Your objective:
Retype only what runs from the line that contains "Provide the mask of every instance of the chrome" through the last line of the listing below, both lines included.

(Records from a data source)
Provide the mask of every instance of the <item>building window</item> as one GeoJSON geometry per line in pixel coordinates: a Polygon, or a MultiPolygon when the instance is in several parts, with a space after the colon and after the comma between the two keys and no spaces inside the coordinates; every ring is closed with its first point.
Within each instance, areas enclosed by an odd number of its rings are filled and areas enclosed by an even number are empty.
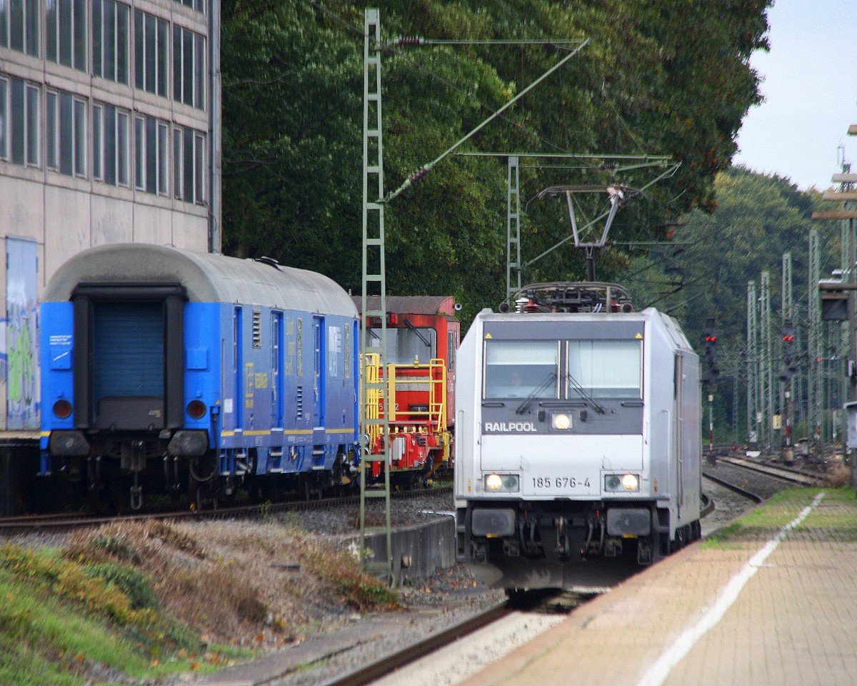
{"type": "Polygon", "coordinates": [[[128,83],[130,15],[130,8],[115,0],[93,0],[93,74],[96,76],[128,83]]]}
{"type": "Polygon", "coordinates": [[[45,147],[48,169],[87,175],[87,102],[70,93],[45,94],[45,147]]]}
{"type": "Polygon", "coordinates": [[[4,119],[0,134],[0,156],[22,166],[41,166],[39,87],[16,78],[0,83],[4,119]]]}
{"type": "Polygon", "coordinates": [[[0,159],[9,159],[9,81],[0,79],[0,159]]]}
{"type": "Polygon", "coordinates": [[[197,12],[205,13],[206,11],[205,0],[175,0],[175,2],[178,3],[181,5],[184,5],[185,7],[192,8],[193,9],[195,9],[197,12]]]}
{"type": "Polygon", "coordinates": [[[47,58],[86,71],[86,0],[45,0],[45,24],[47,58]]]}
{"type": "Polygon", "coordinates": [[[172,132],[173,195],[188,202],[206,202],[206,136],[193,129],[176,127],[172,132]]]}
{"type": "Polygon", "coordinates": [[[153,117],[135,117],[135,187],[147,193],[166,196],[167,135],[165,122],[153,117]]]}
{"type": "Polygon", "coordinates": [[[143,12],[134,13],[134,85],[167,97],[170,24],[143,12]]]}
{"type": "Polygon", "coordinates": [[[206,38],[182,27],[172,27],[172,97],[205,109],[206,38]]]}
{"type": "Polygon", "coordinates": [[[0,46],[39,57],[39,0],[0,0],[0,46]]]}
{"type": "Polygon", "coordinates": [[[129,185],[129,118],[111,105],[93,105],[93,177],[111,186],[129,185]]]}
{"type": "Polygon", "coordinates": [[[104,180],[101,161],[104,157],[104,108],[100,105],[93,105],[93,178],[104,180]]]}

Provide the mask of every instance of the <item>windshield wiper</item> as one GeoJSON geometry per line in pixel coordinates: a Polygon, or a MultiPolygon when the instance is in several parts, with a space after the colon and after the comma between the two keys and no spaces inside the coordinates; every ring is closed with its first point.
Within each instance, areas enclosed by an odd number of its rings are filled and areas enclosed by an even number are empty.
{"type": "Polygon", "coordinates": [[[431,347],[431,341],[427,339],[423,334],[417,330],[417,327],[411,324],[407,319],[405,320],[405,326],[413,331],[417,336],[419,336],[420,340],[422,340],[427,348],[431,347]]]}
{"type": "Polygon", "coordinates": [[[524,400],[524,402],[522,402],[520,405],[518,406],[518,409],[515,410],[515,414],[524,414],[524,412],[529,410],[530,406],[533,404],[533,400],[535,400],[538,397],[538,394],[542,393],[542,391],[546,390],[548,387],[550,386],[550,384],[554,381],[556,381],[556,372],[552,371],[550,372],[550,374],[548,375],[548,378],[546,378],[543,382],[542,382],[542,385],[539,386],[537,388],[536,388],[532,393],[530,393],[524,400]]]}
{"type": "Polygon", "coordinates": [[[578,392],[578,394],[580,395],[581,398],[583,398],[587,403],[589,403],[590,407],[591,407],[593,410],[595,410],[596,412],[598,412],[598,414],[603,414],[604,412],[607,412],[607,410],[605,410],[604,407],[602,405],[600,405],[598,403],[598,401],[595,398],[593,398],[591,395],[590,395],[588,393],[586,393],[585,390],[584,390],[584,387],[581,386],[578,382],[578,380],[575,379],[567,371],[566,372],[566,377],[568,379],[569,382],[572,384],[572,388],[573,388],[574,390],[576,390],[578,392]]]}

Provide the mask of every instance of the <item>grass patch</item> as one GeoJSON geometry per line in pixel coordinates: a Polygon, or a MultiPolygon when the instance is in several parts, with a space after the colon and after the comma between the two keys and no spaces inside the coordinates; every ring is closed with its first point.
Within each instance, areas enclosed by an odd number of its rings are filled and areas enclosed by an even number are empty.
{"type": "Polygon", "coordinates": [[[836,540],[857,540],[857,498],[854,490],[790,489],[778,493],[763,506],[709,537],[704,548],[728,546],[745,541],[767,539],[793,521],[821,491],[824,497],[789,536],[819,535],[836,540]]]}
{"type": "Polygon", "coordinates": [[[213,671],[399,602],[341,545],[275,521],[124,522],[62,549],[0,544],[0,684],[213,671]]]}
{"type": "Polygon", "coordinates": [[[0,548],[0,683],[150,681],[210,671],[227,659],[161,611],[148,577],[134,567],[0,548]]]}

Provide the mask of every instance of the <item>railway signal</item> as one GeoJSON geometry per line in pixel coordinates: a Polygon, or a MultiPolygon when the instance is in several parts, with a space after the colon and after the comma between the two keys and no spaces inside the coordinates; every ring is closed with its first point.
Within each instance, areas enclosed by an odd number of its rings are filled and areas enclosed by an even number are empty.
{"type": "Polygon", "coordinates": [[[708,369],[703,375],[702,380],[705,383],[712,383],[720,376],[720,370],[717,368],[717,332],[713,316],[705,320],[703,342],[705,344],[705,363],[708,369]]]}
{"type": "Polygon", "coordinates": [[[794,325],[786,322],[782,325],[782,370],[780,371],[780,381],[791,381],[792,376],[798,370],[797,364],[792,358],[793,348],[794,346],[794,325]]]}

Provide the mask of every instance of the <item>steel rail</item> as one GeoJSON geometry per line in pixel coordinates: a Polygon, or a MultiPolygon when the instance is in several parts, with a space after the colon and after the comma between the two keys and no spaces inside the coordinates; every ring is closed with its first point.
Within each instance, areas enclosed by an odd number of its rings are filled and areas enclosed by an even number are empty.
{"type": "MultiPolygon", "coordinates": [[[[727,481],[724,478],[721,478],[720,477],[716,477],[713,474],[709,473],[708,472],[706,472],[704,469],[702,472],[702,475],[704,477],[705,477],[705,478],[709,479],[710,481],[713,481],[715,484],[719,484],[723,488],[728,488],[729,490],[732,490],[733,492],[737,493],[739,496],[743,496],[746,498],[749,498],[750,500],[753,501],[757,504],[762,502],[762,501],[764,500],[764,498],[763,498],[758,493],[753,493],[752,490],[747,490],[746,488],[741,488],[740,486],[739,486],[736,484],[733,484],[733,483],[731,483],[729,481],[727,481]]],[[[712,501],[712,502],[713,502],[713,501],[712,501]]],[[[708,514],[708,513],[706,513],[706,514],[708,514]]]]}
{"type": "Polygon", "coordinates": [[[499,619],[511,614],[506,601],[489,607],[477,615],[474,615],[458,624],[449,627],[437,634],[432,634],[410,646],[391,653],[363,667],[358,667],[346,674],[334,677],[318,686],[363,686],[370,682],[384,677],[394,670],[416,662],[430,653],[448,646],[462,636],[472,634],[474,631],[488,626],[499,619]]]}
{"type": "Polygon", "coordinates": [[[766,474],[767,476],[775,477],[776,478],[782,479],[783,481],[789,481],[794,484],[800,484],[804,486],[823,486],[826,483],[826,479],[824,477],[811,474],[799,469],[788,469],[788,467],[765,465],[761,462],[755,462],[752,460],[746,460],[740,457],[724,456],[718,457],[717,460],[728,465],[734,465],[735,466],[740,466],[743,469],[758,472],[761,474],[766,474]]]}
{"type": "MultiPolygon", "coordinates": [[[[394,491],[391,494],[396,499],[411,497],[418,499],[437,493],[452,490],[451,487],[421,489],[418,490],[394,491]]],[[[279,512],[295,512],[302,509],[321,509],[341,505],[357,504],[358,496],[339,498],[323,498],[310,501],[290,501],[287,502],[261,502],[253,505],[239,505],[231,508],[219,508],[211,510],[167,510],[135,513],[133,514],[87,515],[81,513],[57,513],[50,514],[22,514],[0,518],[0,534],[9,536],[35,531],[63,531],[81,527],[99,527],[115,522],[141,521],[143,520],[212,520],[224,517],[258,517],[267,516],[279,512]]]]}

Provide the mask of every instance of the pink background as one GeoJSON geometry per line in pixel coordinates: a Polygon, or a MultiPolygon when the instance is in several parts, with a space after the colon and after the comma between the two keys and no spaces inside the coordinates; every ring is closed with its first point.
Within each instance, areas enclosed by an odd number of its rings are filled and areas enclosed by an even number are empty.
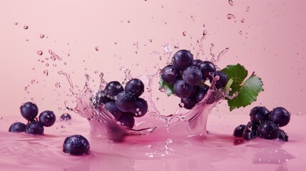
{"type": "MultiPolygon", "coordinates": [[[[293,115],[303,115],[306,111],[303,100],[306,1],[234,1],[234,6],[226,0],[12,0],[1,3],[0,116],[4,119],[20,115],[19,107],[31,98],[40,109],[53,110],[60,115],[63,111],[58,108],[63,107],[64,100],[71,102],[73,98],[69,96],[65,78],[57,74],[58,71],[71,73],[73,81],[81,87],[84,73],[88,73],[95,80],[91,82],[93,89],[98,85],[95,71],[103,72],[108,81],[122,81],[122,67],[131,69],[132,76],[143,74],[146,68],[153,74],[165,65],[168,55],[163,53],[163,45],[169,43],[173,52],[178,51],[174,46],[189,49],[195,56],[197,40],[205,29],[208,34],[204,41],[205,54],[201,59],[210,58],[212,43],[216,54],[228,46],[230,51],[218,66],[240,63],[250,74],[255,71],[265,84],[265,90],[256,103],[230,114],[248,115],[251,108],[262,105],[271,110],[283,106],[293,115]],[[235,18],[228,19],[228,14],[235,18]],[[243,19],[244,23],[240,21],[243,19]],[[25,25],[29,26],[26,30],[25,25]],[[44,38],[39,38],[41,33],[45,35],[44,38]],[[99,51],[95,50],[96,46],[99,51]],[[46,60],[50,57],[49,49],[63,60],[46,60]],[[42,56],[36,53],[39,50],[43,51],[42,56]],[[48,76],[44,75],[44,70],[49,71],[48,76]],[[32,79],[39,83],[31,84],[32,79]],[[56,88],[56,82],[61,88],[56,88]]],[[[170,98],[173,100],[168,105],[165,95],[158,91],[155,95],[160,98],[158,108],[165,113],[176,108],[176,98],[170,98]]],[[[230,113],[226,105],[223,103],[214,113],[230,113]]]]}

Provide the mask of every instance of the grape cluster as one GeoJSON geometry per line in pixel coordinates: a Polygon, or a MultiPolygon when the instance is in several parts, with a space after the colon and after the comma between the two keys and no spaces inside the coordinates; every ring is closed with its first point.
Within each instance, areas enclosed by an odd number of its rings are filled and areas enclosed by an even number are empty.
{"type": "Polygon", "coordinates": [[[23,123],[16,122],[9,127],[9,131],[12,133],[26,132],[32,135],[43,135],[44,127],[52,126],[56,117],[52,111],[45,110],[40,113],[38,118],[39,108],[35,103],[26,102],[20,107],[21,115],[28,120],[26,125],[23,123]]]}
{"type": "Polygon", "coordinates": [[[290,113],[282,107],[269,111],[264,106],[256,106],[250,113],[250,121],[240,125],[234,130],[235,137],[252,140],[259,136],[264,139],[288,141],[288,136],[280,127],[287,125],[290,120],[290,113]]]}
{"type": "Polygon", "coordinates": [[[180,102],[186,109],[193,108],[202,100],[209,86],[205,82],[219,76],[215,83],[218,89],[225,86],[228,76],[217,71],[210,61],[193,59],[193,55],[187,50],[180,50],[172,58],[172,63],[165,66],[160,71],[161,79],[173,86],[174,94],[180,98],[180,102]]]}
{"type": "Polygon", "coordinates": [[[96,108],[104,108],[124,126],[132,128],[136,118],[143,116],[148,111],[148,103],[140,96],[144,92],[143,83],[133,78],[125,88],[118,81],[111,81],[104,90],[100,90],[91,100],[96,108]]]}

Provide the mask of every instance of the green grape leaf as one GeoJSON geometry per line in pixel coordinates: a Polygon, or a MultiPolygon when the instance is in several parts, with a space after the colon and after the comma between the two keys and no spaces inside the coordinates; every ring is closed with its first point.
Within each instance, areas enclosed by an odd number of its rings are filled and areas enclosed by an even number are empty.
{"type": "Polygon", "coordinates": [[[256,101],[259,93],[264,90],[261,78],[253,73],[249,78],[245,79],[248,71],[239,63],[228,66],[222,70],[222,72],[228,76],[228,79],[233,80],[230,95],[233,95],[235,92],[238,93],[237,97],[233,99],[225,98],[230,111],[235,108],[245,107],[256,101]]]}
{"type": "Polygon", "coordinates": [[[168,96],[174,94],[173,85],[165,83],[161,78],[159,81],[159,90],[165,92],[168,96]]]}

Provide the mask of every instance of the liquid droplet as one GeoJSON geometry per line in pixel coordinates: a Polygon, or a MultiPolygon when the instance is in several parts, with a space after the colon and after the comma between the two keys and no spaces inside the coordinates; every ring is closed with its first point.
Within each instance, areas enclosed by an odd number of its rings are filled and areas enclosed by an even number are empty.
{"type": "Polygon", "coordinates": [[[43,51],[38,51],[37,54],[41,56],[43,54],[43,51]]]}

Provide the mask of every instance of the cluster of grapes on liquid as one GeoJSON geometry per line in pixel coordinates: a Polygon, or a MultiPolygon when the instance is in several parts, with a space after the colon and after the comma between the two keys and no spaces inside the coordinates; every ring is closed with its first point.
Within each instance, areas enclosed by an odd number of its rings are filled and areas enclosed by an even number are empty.
{"type": "Polygon", "coordinates": [[[185,49],[176,52],[172,58],[172,63],[165,66],[160,72],[161,79],[173,86],[174,94],[180,98],[181,106],[193,108],[200,102],[207,93],[209,86],[205,81],[211,83],[213,78],[219,76],[215,86],[220,89],[225,86],[228,76],[217,71],[210,61],[193,59],[190,51],[185,49]]]}
{"type": "Polygon", "coordinates": [[[235,137],[252,140],[257,136],[267,140],[278,138],[288,141],[288,135],[280,127],[287,125],[290,120],[290,113],[282,107],[269,111],[264,106],[256,106],[250,113],[250,121],[240,125],[234,130],[235,137]]]}
{"type": "Polygon", "coordinates": [[[128,81],[124,88],[118,81],[111,81],[91,101],[96,108],[108,110],[121,125],[132,128],[134,118],[142,117],[148,111],[147,101],[140,98],[144,88],[143,83],[138,78],[128,81]]]}
{"type": "MultiPolygon", "coordinates": [[[[39,108],[35,103],[31,102],[23,103],[20,106],[20,113],[28,120],[28,123],[26,125],[21,122],[14,123],[9,128],[9,132],[26,132],[26,133],[32,135],[44,135],[44,127],[52,126],[56,120],[54,113],[51,110],[45,110],[41,113],[39,118],[36,118],[39,114],[39,108]]],[[[71,117],[68,113],[61,116],[61,120],[71,119],[71,117]]]]}

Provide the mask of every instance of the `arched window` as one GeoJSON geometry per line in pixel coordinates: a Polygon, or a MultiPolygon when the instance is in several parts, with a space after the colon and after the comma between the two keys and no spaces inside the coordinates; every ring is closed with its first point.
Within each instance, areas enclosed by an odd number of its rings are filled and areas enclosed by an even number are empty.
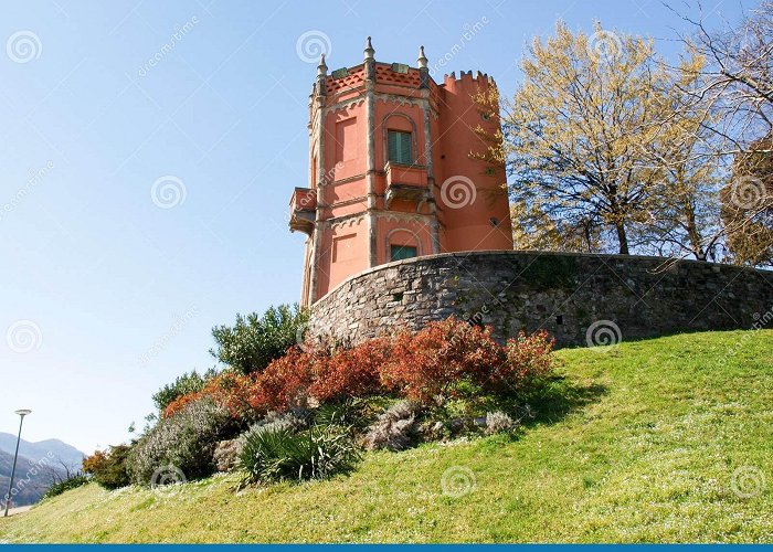
{"type": "Polygon", "coordinates": [[[415,232],[407,229],[393,229],[386,234],[386,255],[389,261],[402,261],[422,254],[422,242],[415,232]]]}
{"type": "Polygon", "coordinates": [[[403,130],[389,130],[389,161],[393,163],[411,164],[411,132],[403,130]]]}

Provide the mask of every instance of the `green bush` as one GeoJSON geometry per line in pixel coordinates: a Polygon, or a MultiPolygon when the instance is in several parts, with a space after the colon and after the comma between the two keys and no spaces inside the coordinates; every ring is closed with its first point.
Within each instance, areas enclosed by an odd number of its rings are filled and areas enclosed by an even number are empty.
{"type": "Polygon", "coordinates": [[[214,474],[214,448],[230,436],[231,423],[227,408],[210,400],[190,403],[174,416],[161,418],[131,448],[129,477],[137,484],[158,485],[170,469],[184,479],[214,474]]]}
{"type": "Polygon", "coordinates": [[[321,479],[348,471],[360,458],[349,432],[339,427],[296,432],[267,424],[251,428],[240,440],[240,467],[253,482],[321,479]]]}
{"type": "Polygon", "coordinates": [[[168,383],[159,389],[153,394],[153,403],[159,412],[163,412],[163,408],[176,399],[201,391],[207,382],[215,375],[218,375],[218,372],[214,369],[209,369],[203,375],[195,370],[184,373],[174,380],[173,383],[168,383]]]}
{"type": "Polygon", "coordinates": [[[243,374],[260,372],[298,341],[307,320],[308,314],[297,304],[271,307],[262,317],[236,315],[233,327],[212,329],[218,347],[210,353],[243,374]]]}
{"type": "Polygon", "coordinates": [[[54,485],[49,487],[49,489],[45,491],[45,495],[43,495],[43,498],[53,498],[60,496],[62,492],[66,492],[71,489],[76,489],[78,487],[83,487],[88,482],[88,477],[85,475],[77,473],[73,476],[67,477],[66,479],[63,479],[61,481],[56,481],[54,485]]]}
{"type": "Polygon", "coordinates": [[[126,487],[131,481],[127,470],[127,460],[131,452],[130,445],[118,445],[109,450],[97,450],[83,460],[83,470],[108,490],[126,487]]]}

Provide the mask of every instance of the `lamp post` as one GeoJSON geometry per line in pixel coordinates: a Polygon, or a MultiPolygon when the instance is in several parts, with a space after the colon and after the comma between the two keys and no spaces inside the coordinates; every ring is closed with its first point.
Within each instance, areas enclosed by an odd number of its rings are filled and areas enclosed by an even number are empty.
{"type": "Polygon", "coordinates": [[[21,443],[21,426],[24,425],[24,416],[32,414],[32,411],[22,408],[15,412],[19,414],[19,437],[17,437],[17,452],[13,455],[13,468],[11,468],[11,480],[8,482],[8,495],[6,495],[6,518],[8,518],[8,509],[11,506],[11,490],[13,489],[13,476],[17,471],[17,459],[19,458],[19,444],[21,443]]]}

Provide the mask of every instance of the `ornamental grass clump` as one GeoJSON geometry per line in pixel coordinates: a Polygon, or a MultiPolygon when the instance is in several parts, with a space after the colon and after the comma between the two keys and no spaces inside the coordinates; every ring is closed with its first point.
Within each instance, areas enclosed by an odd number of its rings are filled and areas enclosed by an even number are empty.
{"type": "Polygon", "coordinates": [[[251,482],[322,479],[350,470],[360,459],[349,432],[335,426],[297,432],[271,423],[254,426],[240,443],[240,467],[251,482]]]}

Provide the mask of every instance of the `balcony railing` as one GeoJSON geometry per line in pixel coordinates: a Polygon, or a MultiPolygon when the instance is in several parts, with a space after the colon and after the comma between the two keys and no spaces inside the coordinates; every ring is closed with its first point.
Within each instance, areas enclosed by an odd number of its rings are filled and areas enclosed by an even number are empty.
{"type": "Polygon", "coordinates": [[[423,164],[400,164],[392,161],[384,167],[386,173],[386,209],[394,200],[421,202],[426,200],[426,167],[423,164]]]}
{"type": "Polygon", "coordinates": [[[296,188],[290,198],[289,227],[306,234],[314,232],[317,212],[317,191],[310,188],[296,188]]]}

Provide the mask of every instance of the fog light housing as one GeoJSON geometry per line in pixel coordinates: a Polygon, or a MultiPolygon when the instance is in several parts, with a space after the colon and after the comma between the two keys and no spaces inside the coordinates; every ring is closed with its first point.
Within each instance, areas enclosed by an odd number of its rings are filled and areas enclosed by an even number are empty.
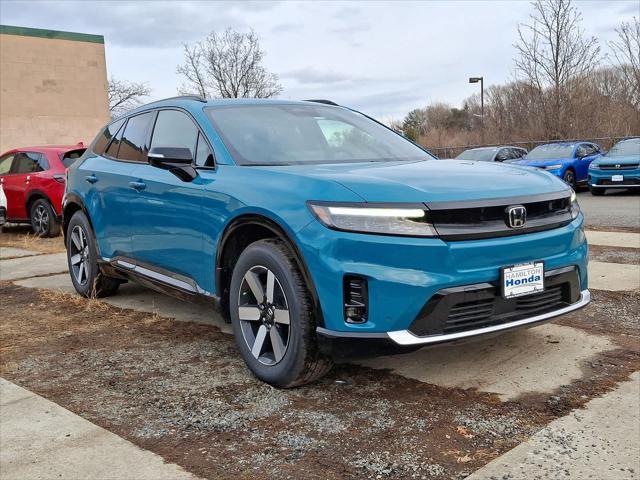
{"type": "Polygon", "coordinates": [[[369,314],[367,279],[357,275],[345,275],[343,290],[345,322],[365,323],[369,314]]]}

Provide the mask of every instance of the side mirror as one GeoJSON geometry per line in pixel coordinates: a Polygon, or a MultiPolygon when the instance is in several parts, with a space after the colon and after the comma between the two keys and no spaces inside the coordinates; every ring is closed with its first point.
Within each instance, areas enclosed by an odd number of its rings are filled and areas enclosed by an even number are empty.
{"type": "Polygon", "coordinates": [[[154,147],[147,154],[149,164],[169,170],[183,182],[191,182],[198,176],[193,168],[191,150],[184,147],[154,147]]]}

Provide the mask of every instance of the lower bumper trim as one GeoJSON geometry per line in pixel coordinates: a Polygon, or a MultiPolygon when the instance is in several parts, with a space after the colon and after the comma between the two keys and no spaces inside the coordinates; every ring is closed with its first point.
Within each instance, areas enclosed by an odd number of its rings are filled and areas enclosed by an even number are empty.
{"type": "Polygon", "coordinates": [[[564,308],[554,310],[553,312],[544,313],[542,315],[536,315],[529,318],[523,318],[514,322],[503,323],[500,325],[493,325],[490,327],[478,328],[475,330],[467,330],[464,332],[450,333],[445,335],[429,335],[424,337],[418,337],[409,330],[396,330],[393,332],[387,332],[388,337],[398,345],[429,345],[433,343],[451,342],[455,340],[462,340],[469,337],[475,337],[477,335],[485,335],[489,333],[500,332],[502,330],[510,330],[512,328],[524,327],[534,325],[536,323],[542,323],[550,320],[559,315],[573,312],[584,306],[591,301],[591,294],[589,290],[582,290],[580,292],[580,299],[564,308]]]}

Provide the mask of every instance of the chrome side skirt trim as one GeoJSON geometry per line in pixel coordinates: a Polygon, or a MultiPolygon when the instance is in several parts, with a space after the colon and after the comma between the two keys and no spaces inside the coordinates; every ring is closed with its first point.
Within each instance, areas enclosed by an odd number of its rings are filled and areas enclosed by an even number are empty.
{"type": "Polygon", "coordinates": [[[197,293],[207,297],[211,296],[210,292],[200,287],[194,280],[167,270],[156,269],[152,265],[141,265],[135,260],[126,257],[102,258],[102,261],[121,270],[132,272],[142,278],[148,278],[184,292],[197,293]]]}
{"type": "Polygon", "coordinates": [[[502,325],[494,325],[491,327],[478,328],[476,330],[469,330],[466,332],[450,333],[445,335],[430,335],[427,337],[418,337],[411,333],[409,330],[396,330],[394,332],[387,332],[387,336],[398,345],[428,345],[431,343],[450,342],[453,340],[461,340],[468,337],[474,337],[476,335],[484,335],[487,333],[499,332],[501,330],[509,330],[511,328],[523,327],[526,325],[532,325],[545,320],[550,320],[559,315],[573,312],[586,306],[591,301],[591,294],[589,290],[583,290],[580,293],[580,300],[567,307],[555,310],[553,312],[544,313],[542,315],[536,315],[534,317],[523,318],[522,320],[516,320],[514,322],[505,323],[502,325]]]}

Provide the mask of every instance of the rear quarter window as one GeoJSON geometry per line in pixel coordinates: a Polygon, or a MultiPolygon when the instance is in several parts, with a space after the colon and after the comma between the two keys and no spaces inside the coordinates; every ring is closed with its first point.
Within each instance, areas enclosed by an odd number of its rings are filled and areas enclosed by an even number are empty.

Exercise result:
Provide the mask of every instance of the chrome side skirt trim as one GeoJSON geometry per line in pixel coordinates: a Polygon, or a MultiPolygon when the instance is in several parts, with a space after the colon and after the comma between the two keys and no spaces inside the coordinates; every ring is closed with its first point.
Within each instance, areas enclosed by an odd number of its rings are filled and areas enclosed by an even number are empty.
{"type": "Polygon", "coordinates": [[[197,293],[207,297],[211,296],[210,292],[200,287],[194,280],[167,270],[156,269],[152,265],[141,265],[135,260],[126,257],[102,258],[102,261],[121,270],[132,272],[142,278],[148,278],[184,292],[197,293]]]}
{"type": "Polygon", "coordinates": [[[502,325],[494,325],[491,327],[478,328],[476,330],[469,330],[466,332],[450,333],[445,335],[430,335],[427,337],[418,337],[411,333],[409,330],[396,330],[394,332],[387,332],[387,336],[398,345],[428,345],[431,343],[450,342],[453,340],[461,340],[468,337],[474,337],[476,335],[484,335],[487,333],[499,332],[501,330],[509,330],[511,328],[523,327],[526,325],[532,325],[545,320],[550,320],[559,315],[573,312],[586,306],[591,301],[591,294],[589,290],[583,290],[580,293],[580,300],[567,307],[555,310],[553,312],[544,313],[542,315],[536,315],[534,317],[523,318],[522,320],[516,320],[514,322],[505,323],[502,325]]]}

Provide the mask of every instance of the rear quarter window as one GeoJSON geometry per line in pixel coordinates: a Polygon, or a MultiPolygon when the instance is in several parts, with a space after the colon and after the comma between the two keys and no spaces inside the coordinates; every ring is closed with its first point.
Within each instance, areas enclosed by an odd number of its rings are filled and areas enclosed by an even number are empty.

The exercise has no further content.